TASK BRIEF: Echo the entries below, starting at the line that contains "In the photo above, where can the central" and stopping after the line that contains "point(192, 132)", with both of those lines included.

RECORD EXCERPTS:
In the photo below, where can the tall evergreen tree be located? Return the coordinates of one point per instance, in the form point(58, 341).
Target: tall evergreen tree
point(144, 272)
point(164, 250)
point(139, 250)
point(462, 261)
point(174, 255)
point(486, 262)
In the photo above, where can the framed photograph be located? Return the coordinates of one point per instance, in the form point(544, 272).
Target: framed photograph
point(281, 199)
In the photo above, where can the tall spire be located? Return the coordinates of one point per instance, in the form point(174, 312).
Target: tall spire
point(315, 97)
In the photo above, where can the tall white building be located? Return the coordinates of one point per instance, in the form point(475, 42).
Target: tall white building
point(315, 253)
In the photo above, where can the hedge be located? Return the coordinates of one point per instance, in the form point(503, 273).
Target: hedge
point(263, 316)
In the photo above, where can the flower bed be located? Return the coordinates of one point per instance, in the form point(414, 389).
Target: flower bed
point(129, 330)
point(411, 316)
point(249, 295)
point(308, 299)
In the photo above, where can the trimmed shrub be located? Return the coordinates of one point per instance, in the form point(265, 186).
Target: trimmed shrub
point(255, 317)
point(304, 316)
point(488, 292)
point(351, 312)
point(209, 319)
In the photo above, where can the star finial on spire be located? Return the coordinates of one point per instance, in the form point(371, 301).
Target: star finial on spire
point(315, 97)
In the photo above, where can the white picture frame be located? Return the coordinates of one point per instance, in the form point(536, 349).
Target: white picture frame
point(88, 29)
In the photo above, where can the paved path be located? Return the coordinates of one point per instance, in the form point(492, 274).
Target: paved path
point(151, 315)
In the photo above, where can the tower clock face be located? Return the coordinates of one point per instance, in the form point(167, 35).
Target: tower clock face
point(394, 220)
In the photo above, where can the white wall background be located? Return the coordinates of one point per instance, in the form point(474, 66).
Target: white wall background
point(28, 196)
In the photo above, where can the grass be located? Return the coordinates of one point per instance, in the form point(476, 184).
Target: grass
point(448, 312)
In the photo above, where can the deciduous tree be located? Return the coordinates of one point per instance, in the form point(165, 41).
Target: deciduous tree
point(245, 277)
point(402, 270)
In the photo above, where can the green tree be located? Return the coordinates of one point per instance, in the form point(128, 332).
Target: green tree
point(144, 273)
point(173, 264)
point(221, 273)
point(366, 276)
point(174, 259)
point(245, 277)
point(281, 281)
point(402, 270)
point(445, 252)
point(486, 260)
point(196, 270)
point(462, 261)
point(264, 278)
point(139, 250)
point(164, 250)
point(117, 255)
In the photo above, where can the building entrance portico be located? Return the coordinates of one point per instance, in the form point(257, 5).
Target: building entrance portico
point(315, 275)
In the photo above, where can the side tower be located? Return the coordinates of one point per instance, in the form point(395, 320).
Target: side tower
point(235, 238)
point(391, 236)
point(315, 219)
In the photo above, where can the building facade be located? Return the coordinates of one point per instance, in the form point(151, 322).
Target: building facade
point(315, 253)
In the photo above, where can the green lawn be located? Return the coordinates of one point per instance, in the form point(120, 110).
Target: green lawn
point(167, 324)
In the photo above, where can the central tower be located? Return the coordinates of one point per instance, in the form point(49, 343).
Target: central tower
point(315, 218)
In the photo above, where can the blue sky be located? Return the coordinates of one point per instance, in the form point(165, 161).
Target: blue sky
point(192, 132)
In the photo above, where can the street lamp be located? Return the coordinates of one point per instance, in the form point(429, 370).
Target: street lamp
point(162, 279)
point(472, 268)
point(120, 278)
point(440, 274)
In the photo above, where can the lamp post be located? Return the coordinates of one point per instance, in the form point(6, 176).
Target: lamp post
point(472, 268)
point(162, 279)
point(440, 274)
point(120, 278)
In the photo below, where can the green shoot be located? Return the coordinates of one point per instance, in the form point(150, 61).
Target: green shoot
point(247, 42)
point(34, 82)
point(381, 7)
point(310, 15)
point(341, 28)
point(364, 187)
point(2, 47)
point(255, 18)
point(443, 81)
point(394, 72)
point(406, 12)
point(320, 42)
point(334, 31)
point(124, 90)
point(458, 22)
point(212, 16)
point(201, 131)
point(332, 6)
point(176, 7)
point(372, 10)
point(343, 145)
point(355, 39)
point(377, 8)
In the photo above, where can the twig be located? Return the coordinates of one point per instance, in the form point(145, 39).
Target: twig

CORRECT ANSWER:
In the photo above, where can the central tower be located? Return the coordinates of one point per instance, in the form point(49, 343).
Target: central tower
point(315, 218)
In the photo above, where can the blue sky be located? Return the coordinates of one point per instance, in the form point(165, 161).
Target: blue sky
point(192, 132)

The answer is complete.